WHAT YOU NEED TO DO. Retype the records below exactly as they appear.

----------------------------------------

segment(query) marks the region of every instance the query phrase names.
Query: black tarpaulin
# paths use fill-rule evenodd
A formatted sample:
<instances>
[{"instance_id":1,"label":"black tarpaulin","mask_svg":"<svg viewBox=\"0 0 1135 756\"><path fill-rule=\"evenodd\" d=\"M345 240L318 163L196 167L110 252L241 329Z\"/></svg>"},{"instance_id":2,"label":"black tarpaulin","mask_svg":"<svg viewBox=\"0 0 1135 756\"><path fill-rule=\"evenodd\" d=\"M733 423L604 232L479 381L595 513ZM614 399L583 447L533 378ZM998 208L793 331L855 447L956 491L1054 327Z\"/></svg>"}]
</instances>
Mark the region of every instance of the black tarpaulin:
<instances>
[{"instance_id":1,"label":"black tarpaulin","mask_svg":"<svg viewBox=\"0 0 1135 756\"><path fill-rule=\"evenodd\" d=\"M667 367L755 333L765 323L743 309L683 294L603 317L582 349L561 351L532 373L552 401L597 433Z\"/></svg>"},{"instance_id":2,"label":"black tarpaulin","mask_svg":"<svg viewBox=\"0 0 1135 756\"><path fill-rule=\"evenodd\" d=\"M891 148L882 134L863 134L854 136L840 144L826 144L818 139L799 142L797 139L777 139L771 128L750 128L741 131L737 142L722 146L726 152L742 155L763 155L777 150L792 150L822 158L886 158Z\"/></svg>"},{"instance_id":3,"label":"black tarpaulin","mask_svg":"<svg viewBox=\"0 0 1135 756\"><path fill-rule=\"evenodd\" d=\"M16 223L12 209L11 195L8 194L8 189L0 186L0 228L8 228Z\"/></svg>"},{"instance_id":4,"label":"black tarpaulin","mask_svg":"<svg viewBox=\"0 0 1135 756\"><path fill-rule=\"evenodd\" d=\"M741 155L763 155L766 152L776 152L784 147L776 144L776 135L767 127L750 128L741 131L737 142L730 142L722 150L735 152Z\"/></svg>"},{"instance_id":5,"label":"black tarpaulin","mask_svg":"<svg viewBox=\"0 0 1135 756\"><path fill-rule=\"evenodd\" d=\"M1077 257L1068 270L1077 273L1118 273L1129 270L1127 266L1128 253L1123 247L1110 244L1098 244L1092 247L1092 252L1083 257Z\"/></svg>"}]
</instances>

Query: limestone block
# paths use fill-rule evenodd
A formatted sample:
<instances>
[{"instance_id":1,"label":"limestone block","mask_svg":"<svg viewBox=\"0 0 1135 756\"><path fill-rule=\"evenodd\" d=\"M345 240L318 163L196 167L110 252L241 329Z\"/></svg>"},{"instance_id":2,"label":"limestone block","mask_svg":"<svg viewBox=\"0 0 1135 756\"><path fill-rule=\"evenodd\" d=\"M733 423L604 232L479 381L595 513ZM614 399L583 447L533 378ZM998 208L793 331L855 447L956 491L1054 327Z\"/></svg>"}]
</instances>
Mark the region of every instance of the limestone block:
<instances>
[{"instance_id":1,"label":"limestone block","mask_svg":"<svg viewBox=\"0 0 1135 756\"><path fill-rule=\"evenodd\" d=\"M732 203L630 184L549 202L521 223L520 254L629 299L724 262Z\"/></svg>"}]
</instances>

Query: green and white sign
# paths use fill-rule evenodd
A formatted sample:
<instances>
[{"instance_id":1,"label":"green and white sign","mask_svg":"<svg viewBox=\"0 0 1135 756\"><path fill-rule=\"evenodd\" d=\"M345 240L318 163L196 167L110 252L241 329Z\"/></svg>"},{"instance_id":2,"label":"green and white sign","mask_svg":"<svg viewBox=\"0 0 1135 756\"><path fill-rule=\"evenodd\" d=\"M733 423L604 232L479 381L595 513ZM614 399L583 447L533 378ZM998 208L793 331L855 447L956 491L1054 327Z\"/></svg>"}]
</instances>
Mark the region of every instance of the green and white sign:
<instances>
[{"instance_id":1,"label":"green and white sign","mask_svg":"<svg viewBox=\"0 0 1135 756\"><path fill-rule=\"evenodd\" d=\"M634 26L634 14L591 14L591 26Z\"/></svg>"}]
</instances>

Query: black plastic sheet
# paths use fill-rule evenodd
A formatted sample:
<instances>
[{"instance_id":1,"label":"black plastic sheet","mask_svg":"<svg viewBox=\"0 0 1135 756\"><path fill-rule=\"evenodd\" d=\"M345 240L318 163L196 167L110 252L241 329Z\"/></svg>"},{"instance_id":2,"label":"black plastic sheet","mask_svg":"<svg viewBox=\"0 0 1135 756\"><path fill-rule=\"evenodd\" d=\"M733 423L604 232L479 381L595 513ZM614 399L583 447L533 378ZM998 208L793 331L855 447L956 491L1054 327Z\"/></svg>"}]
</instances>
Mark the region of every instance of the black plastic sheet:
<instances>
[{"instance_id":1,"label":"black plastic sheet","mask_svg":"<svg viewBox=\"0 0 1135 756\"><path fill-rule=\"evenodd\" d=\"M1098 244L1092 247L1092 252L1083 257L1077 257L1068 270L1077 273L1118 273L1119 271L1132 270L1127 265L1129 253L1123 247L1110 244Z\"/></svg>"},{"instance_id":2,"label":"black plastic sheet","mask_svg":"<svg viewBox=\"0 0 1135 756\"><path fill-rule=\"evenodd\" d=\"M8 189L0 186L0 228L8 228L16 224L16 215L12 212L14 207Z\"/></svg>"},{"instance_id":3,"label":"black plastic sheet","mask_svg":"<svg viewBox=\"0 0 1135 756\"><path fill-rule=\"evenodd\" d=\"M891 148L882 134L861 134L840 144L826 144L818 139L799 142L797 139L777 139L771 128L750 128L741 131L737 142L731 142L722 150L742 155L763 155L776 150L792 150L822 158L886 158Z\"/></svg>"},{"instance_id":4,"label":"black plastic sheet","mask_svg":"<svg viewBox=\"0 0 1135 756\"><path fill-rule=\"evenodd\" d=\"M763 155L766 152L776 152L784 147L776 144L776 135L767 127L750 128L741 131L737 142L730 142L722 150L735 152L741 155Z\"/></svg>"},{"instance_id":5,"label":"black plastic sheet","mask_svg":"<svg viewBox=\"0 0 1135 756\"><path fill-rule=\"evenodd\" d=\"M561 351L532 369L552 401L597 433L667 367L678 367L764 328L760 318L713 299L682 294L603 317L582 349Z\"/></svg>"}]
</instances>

----------------------------------------

OUTPUT OF THE EXERCISE.
segment(query) marks the region of every instance the query phrase names.
Query: black tarpaulin
# paths use fill-rule evenodd
A formatted sample:
<instances>
[{"instance_id":1,"label":"black tarpaulin","mask_svg":"<svg viewBox=\"0 0 1135 756\"><path fill-rule=\"evenodd\" d=\"M345 240L318 163L196 167L110 252L241 329Z\"/></svg>"},{"instance_id":2,"label":"black tarpaulin","mask_svg":"<svg viewBox=\"0 0 1135 756\"><path fill-rule=\"evenodd\" d=\"M733 423L604 232L479 381L595 513ZM614 399L583 447L533 378ZM998 208L793 331L855 447L956 491L1054 327Z\"/></svg>"}]
</instances>
Mark the region of every instance of the black tarpaulin:
<instances>
[{"instance_id":1,"label":"black tarpaulin","mask_svg":"<svg viewBox=\"0 0 1135 756\"><path fill-rule=\"evenodd\" d=\"M667 367L755 333L765 323L743 309L683 294L603 317L582 349L561 351L532 373L552 401L597 433Z\"/></svg>"},{"instance_id":2,"label":"black tarpaulin","mask_svg":"<svg viewBox=\"0 0 1135 756\"><path fill-rule=\"evenodd\" d=\"M891 148L882 134L863 134L854 136L840 144L826 144L818 139L799 142L797 139L777 139L771 128L750 128L741 131L737 142L722 146L726 152L742 155L763 155L777 150L792 150L822 158L886 158Z\"/></svg>"},{"instance_id":3,"label":"black tarpaulin","mask_svg":"<svg viewBox=\"0 0 1135 756\"><path fill-rule=\"evenodd\" d=\"M16 223L12 209L11 195L8 194L8 189L0 186L0 228L8 228Z\"/></svg>"},{"instance_id":4,"label":"black tarpaulin","mask_svg":"<svg viewBox=\"0 0 1135 756\"><path fill-rule=\"evenodd\" d=\"M741 155L763 155L766 152L776 152L784 147L776 144L776 135L767 127L750 128L741 131L737 142L730 142L722 150L735 152Z\"/></svg>"},{"instance_id":5,"label":"black tarpaulin","mask_svg":"<svg viewBox=\"0 0 1135 756\"><path fill-rule=\"evenodd\" d=\"M1077 257L1068 270L1077 273L1118 273L1129 270L1127 266L1128 253L1123 247L1110 244L1098 244L1092 247L1092 252L1083 257Z\"/></svg>"}]
</instances>

Query: limestone block
# paths use fill-rule evenodd
A formatted sample:
<instances>
[{"instance_id":1,"label":"limestone block","mask_svg":"<svg viewBox=\"0 0 1135 756\"><path fill-rule=\"evenodd\" d=\"M345 240L318 163L196 167L110 252L241 329Z\"/></svg>"},{"instance_id":2,"label":"limestone block","mask_svg":"<svg viewBox=\"0 0 1135 756\"><path fill-rule=\"evenodd\" d=\"M733 423L604 232L479 381L595 513ZM614 399L583 447L533 378ZM998 208L793 331L855 447L956 491L1054 327Z\"/></svg>"}]
</instances>
Mark the region of every instance of the limestone block:
<instances>
[{"instance_id":1,"label":"limestone block","mask_svg":"<svg viewBox=\"0 0 1135 756\"><path fill-rule=\"evenodd\" d=\"M732 203L630 184L549 202L521 223L520 254L629 299L724 262Z\"/></svg>"}]
</instances>

Query: green and white sign
# paths use fill-rule evenodd
A formatted sample:
<instances>
[{"instance_id":1,"label":"green and white sign","mask_svg":"<svg viewBox=\"0 0 1135 756\"><path fill-rule=\"evenodd\" d=\"M345 240L318 163L196 167L110 252L241 329Z\"/></svg>"},{"instance_id":2,"label":"green and white sign","mask_svg":"<svg viewBox=\"0 0 1135 756\"><path fill-rule=\"evenodd\" d=\"M733 423L604 232L479 381L595 513ZM614 399L583 447L533 378ZM998 208L793 331L855 447L956 491L1054 327Z\"/></svg>"}]
</instances>
Mark the region of every instance of the green and white sign:
<instances>
[{"instance_id":1,"label":"green and white sign","mask_svg":"<svg viewBox=\"0 0 1135 756\"><path fill-rule=\"evenodd\" d=\"M634 26L634 14L591 14L591 26Z\"/></svg>"}]
</instances>

Query: black plastic sheet
# paths use fill-rule evenodd
A formatted sample:
<instances>
[{"instance_id":1,"label":"black plastic sheet","mask_svg":"<svg viewBox=\"0 0 1135 756\"><path fill-rule=\"evenodd\" d=\"M345 240L318 163L196 167L110 252L241 329Z\"/></svg>"},{"instance_id":2,"label":"black plastic sheet","mask_svg":"<svg viewBox=\"0 0 1135 756\"><path fill-rule=\"evenodd\" d=\"M733 423L604 232L479 381L595 513ZM614 399L583 447L533 378ZM998 208L793 331L855 447L956 491L1054 327Z\"/></svg>"}]
</instances>
Mark the region of every instance of the black plastic sheet:
<instances>
[{"instance_id":1,"label":"black plastic sheet","mask_svg":"<svg viewBox=\"0 0 1135 756\"><path fill-rule=\"evenodd\" d=\"M1098 244L1092 247L1092 252L1083 257L1077 257L1068 270L1077 273L1118 273L1119 271L1132 270L1127 265L1129 253L1123 247L1110 244Z\"/></svg>"},{"instance_id":2,"label":"black plastic sheet","mask_svg":"<svg viewBox=\"0 0 1135 756\"><path fill-rule=\"evenodd\" d=\"M8 189L0 186L0 228L8 228L16 224L16 215L12 212L14 207Z\"/></svg>"},{"instance_id":3,"label":"black plastic sheet","mask_svg":"<svg viewBox=\"0 0 1135 756\"><path fill-rule=\"evenodd\" d=\"M891 148L882 134L861 134L840 144L826 144L818 139L799 142L797 139L777 139L771 128L750 128L741 131L737 142L731 142L722 150L742 155L763 155L776 150L792 150L822 158L886 158Z\"/></svg>"},{"instance_id":4,"label":"black plastic sheet","mask_svg":"<svg viewBox=\"0 0 1135 756\"><path fill-rule=\"evenodd\" d=\"M763 155L766 152L776 152L784 147L776 144L776 135L767 127L750 128L741 131L737 142L730 142L722 150L735 152L741 155Z\"/></svg>"},{"instance_id":5,"label":"black plastic sheet","mask_svg":"<svg viewBox=\"0 0 1135 756\"><path fill-rule=\"evenodd\" d=\"M561 351L532 369L552 401L597 433L667 367L678 367L764 328L760 318L713 299L682 294L603 317L582 349Z\"/></svg>"}]
</instances>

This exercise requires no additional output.